_TASK REQUIREMENTS_. Copy out the lines of the listing below unchanged, starting with the line that contains "task | one point per instance, each pair like [10, 56]" and continuing through the last line of the listing.

_RECORDS FOR THIS EXERCISE_.

▼

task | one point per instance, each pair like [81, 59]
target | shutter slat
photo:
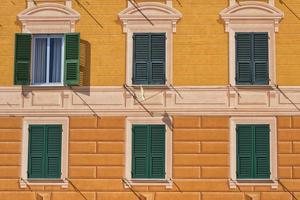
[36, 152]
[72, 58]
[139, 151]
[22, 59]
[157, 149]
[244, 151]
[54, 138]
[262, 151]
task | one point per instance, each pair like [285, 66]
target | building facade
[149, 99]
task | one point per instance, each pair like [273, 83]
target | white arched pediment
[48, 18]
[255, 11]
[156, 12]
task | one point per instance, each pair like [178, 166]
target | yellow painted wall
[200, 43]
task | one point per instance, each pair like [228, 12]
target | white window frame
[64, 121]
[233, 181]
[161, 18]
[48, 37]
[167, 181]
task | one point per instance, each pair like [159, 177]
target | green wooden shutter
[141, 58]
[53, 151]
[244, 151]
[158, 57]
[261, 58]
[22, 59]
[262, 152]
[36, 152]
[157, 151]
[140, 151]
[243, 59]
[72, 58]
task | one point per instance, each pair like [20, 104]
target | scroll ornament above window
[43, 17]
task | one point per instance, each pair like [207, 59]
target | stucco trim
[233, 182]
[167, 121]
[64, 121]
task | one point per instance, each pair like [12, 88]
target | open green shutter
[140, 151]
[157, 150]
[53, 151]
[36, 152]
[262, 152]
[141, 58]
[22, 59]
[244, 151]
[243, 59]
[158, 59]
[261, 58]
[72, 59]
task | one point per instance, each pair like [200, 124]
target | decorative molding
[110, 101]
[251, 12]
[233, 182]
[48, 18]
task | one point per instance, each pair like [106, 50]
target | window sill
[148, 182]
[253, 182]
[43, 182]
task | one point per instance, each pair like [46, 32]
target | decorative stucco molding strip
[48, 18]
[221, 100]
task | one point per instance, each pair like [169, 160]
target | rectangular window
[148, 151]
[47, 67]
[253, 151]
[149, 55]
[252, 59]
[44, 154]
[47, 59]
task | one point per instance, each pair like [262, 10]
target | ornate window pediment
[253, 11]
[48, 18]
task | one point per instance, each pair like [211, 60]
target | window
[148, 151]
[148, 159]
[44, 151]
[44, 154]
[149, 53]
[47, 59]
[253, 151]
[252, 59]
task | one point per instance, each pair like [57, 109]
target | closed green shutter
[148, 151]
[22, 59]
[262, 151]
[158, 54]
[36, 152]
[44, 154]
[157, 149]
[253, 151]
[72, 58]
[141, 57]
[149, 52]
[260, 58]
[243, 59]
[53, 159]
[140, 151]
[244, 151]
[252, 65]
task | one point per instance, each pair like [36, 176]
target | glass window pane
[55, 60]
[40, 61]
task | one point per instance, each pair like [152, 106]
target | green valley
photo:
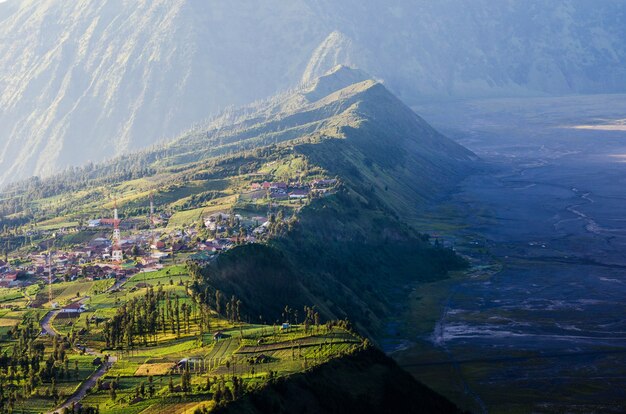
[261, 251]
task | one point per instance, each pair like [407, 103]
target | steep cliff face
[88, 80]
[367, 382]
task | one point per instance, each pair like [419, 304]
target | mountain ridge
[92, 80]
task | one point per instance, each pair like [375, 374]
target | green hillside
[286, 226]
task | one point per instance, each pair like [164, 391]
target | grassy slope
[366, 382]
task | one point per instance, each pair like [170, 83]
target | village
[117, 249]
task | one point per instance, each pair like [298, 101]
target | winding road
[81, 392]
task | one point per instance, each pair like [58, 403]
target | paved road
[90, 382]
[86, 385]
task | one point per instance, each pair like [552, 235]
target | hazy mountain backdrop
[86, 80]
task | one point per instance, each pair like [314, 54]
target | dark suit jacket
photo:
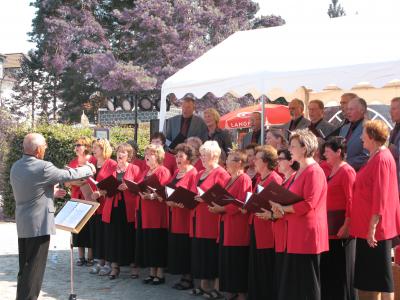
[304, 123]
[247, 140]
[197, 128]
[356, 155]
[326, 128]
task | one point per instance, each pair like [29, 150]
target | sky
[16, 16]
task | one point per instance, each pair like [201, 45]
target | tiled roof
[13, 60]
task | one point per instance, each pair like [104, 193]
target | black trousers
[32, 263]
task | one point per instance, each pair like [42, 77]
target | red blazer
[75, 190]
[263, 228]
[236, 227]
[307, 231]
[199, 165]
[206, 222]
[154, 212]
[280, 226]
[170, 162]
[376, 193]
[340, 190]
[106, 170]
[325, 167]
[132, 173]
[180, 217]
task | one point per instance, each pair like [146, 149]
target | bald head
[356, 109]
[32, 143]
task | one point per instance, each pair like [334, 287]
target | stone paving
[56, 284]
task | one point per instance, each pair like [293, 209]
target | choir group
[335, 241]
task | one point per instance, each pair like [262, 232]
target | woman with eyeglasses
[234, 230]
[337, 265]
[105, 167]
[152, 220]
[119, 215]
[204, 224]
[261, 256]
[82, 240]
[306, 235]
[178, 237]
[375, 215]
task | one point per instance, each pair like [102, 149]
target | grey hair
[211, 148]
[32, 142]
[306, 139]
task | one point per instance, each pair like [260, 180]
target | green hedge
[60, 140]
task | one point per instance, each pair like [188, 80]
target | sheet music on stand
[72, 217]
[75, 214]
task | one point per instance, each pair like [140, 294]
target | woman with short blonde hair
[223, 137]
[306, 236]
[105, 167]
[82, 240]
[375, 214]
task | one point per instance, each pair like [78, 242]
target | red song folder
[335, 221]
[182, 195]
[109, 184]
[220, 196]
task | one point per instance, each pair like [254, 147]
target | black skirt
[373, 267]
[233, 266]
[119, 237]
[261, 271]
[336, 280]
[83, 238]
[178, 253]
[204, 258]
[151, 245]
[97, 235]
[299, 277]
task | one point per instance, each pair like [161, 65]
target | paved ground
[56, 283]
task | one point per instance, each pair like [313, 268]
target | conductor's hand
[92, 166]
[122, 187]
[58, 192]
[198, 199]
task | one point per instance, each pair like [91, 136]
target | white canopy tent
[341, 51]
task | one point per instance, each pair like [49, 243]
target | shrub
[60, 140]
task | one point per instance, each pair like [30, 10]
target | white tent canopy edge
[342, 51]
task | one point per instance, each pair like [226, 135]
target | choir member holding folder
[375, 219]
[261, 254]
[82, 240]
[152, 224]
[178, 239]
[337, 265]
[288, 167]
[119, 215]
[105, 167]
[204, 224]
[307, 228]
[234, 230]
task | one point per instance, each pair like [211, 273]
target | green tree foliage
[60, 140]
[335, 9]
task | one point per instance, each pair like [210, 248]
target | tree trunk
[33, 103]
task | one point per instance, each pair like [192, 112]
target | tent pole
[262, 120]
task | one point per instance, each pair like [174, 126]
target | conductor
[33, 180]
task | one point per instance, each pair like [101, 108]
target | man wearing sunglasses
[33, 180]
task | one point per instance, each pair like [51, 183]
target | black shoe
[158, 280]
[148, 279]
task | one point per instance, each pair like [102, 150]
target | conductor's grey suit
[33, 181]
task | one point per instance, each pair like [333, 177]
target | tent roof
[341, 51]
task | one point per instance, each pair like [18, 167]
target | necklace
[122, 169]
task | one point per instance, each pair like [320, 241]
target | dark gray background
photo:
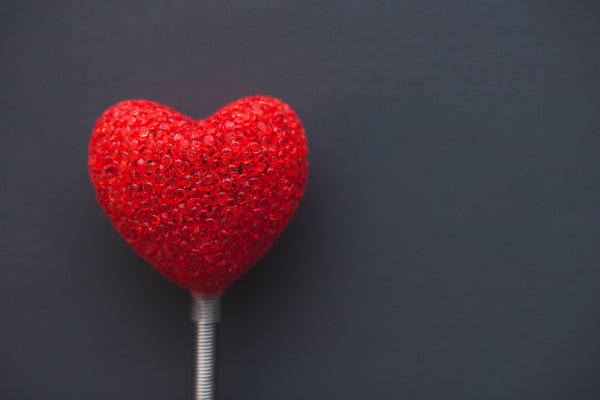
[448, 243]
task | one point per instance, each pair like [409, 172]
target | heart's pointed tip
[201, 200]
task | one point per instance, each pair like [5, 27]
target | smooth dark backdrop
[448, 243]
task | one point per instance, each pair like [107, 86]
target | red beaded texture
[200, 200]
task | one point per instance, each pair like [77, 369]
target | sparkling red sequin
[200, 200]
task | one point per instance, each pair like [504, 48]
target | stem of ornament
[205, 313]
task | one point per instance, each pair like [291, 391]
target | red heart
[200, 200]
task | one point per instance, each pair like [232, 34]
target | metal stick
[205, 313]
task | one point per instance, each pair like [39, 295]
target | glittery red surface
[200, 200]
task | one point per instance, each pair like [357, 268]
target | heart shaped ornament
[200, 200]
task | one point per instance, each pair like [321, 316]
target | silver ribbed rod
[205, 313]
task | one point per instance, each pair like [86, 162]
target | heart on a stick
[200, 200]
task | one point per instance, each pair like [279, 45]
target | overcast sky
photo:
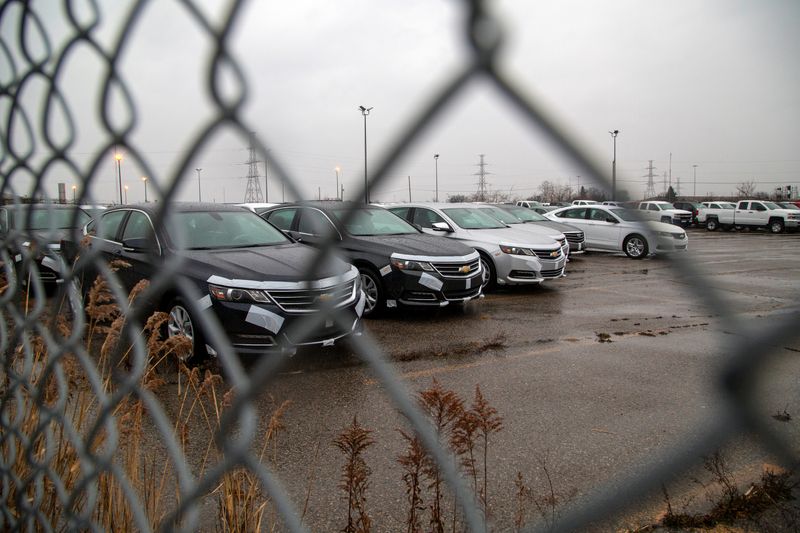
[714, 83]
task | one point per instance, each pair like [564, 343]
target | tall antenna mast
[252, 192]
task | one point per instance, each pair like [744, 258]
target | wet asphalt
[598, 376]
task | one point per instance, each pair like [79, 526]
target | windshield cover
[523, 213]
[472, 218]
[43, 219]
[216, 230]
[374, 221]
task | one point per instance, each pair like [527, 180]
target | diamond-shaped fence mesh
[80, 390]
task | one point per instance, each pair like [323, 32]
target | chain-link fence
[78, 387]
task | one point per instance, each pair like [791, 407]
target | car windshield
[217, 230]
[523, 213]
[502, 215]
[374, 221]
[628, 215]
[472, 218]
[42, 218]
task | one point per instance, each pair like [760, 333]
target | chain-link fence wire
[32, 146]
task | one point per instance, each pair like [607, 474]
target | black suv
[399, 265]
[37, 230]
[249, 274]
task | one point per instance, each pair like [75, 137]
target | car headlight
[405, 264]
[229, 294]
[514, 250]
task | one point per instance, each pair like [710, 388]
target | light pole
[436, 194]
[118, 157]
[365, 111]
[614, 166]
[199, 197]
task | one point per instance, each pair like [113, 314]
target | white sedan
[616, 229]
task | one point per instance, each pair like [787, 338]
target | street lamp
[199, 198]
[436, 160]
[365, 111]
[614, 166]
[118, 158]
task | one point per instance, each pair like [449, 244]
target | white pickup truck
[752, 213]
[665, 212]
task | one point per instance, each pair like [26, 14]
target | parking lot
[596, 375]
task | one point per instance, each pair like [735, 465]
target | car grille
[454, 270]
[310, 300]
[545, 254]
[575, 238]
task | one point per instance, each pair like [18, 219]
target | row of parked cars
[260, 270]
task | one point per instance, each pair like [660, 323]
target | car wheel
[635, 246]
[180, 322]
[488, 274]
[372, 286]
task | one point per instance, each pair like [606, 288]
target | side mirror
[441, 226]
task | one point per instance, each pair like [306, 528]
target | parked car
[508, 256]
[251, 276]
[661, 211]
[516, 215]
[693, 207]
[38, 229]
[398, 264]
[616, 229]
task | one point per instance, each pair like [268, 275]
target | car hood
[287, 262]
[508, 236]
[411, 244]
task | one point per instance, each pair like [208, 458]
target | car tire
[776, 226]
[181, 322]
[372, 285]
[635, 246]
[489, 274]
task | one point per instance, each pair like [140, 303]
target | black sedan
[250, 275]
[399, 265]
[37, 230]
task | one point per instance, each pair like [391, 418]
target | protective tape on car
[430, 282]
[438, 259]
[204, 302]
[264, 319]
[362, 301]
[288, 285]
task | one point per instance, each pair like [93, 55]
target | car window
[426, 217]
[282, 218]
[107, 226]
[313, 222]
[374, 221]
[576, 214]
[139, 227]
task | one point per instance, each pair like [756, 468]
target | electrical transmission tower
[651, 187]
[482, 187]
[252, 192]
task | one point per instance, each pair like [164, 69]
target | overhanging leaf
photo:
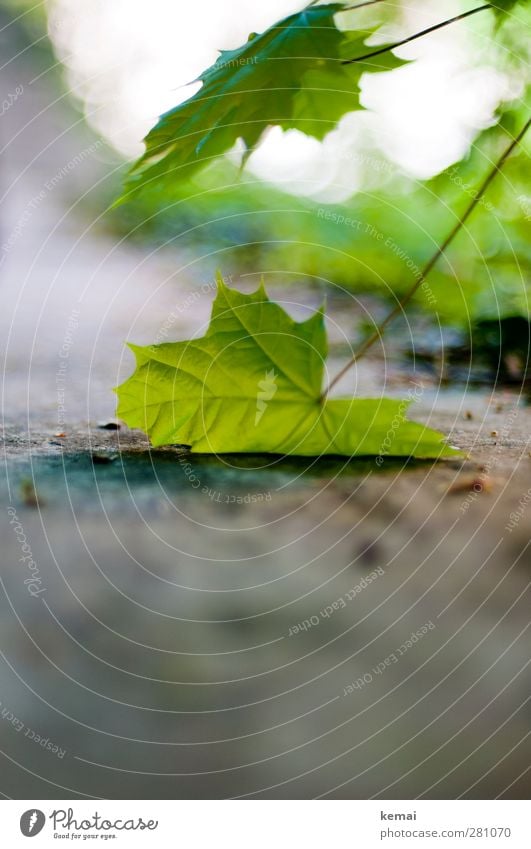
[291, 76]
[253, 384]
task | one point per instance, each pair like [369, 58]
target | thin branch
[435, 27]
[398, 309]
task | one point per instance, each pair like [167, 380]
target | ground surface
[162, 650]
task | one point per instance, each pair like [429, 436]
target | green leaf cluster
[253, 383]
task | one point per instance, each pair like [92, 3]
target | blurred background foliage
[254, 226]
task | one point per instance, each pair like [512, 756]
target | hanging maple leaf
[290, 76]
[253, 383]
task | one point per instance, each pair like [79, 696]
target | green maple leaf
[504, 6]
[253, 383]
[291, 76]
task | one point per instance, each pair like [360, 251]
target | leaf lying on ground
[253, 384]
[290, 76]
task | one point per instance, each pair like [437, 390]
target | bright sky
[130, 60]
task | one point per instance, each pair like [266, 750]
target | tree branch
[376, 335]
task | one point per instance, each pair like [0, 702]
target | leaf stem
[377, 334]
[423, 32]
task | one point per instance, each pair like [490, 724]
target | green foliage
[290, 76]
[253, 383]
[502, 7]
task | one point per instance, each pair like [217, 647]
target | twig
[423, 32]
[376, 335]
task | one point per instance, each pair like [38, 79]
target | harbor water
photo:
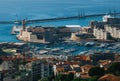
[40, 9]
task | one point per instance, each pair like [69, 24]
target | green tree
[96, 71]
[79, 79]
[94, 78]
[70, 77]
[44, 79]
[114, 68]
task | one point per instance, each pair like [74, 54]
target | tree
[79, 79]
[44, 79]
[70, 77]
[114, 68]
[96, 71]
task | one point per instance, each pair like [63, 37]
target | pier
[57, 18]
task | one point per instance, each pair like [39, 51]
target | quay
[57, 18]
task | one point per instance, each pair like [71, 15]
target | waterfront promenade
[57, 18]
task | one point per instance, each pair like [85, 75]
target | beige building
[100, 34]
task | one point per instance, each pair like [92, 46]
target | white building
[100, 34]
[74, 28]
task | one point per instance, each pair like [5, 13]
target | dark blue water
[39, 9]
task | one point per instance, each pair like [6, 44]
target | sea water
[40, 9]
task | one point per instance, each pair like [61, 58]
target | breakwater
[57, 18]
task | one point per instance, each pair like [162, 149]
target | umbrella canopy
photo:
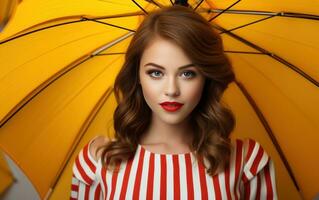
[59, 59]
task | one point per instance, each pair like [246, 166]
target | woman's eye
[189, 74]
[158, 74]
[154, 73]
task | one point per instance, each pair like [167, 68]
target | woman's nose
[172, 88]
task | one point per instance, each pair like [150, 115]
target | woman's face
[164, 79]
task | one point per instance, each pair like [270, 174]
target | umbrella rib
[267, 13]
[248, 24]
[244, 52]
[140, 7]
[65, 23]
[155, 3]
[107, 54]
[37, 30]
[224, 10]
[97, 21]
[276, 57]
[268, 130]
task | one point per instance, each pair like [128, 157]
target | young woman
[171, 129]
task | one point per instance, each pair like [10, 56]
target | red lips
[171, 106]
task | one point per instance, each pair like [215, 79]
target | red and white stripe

▲

_OUTPUT FOR THIS TASK_.
task | one point per instance, each pair like [10, 56]
target | red lips
[171, 106]
task | one point per instance, each pair like [215, 79]
target | red and white stripe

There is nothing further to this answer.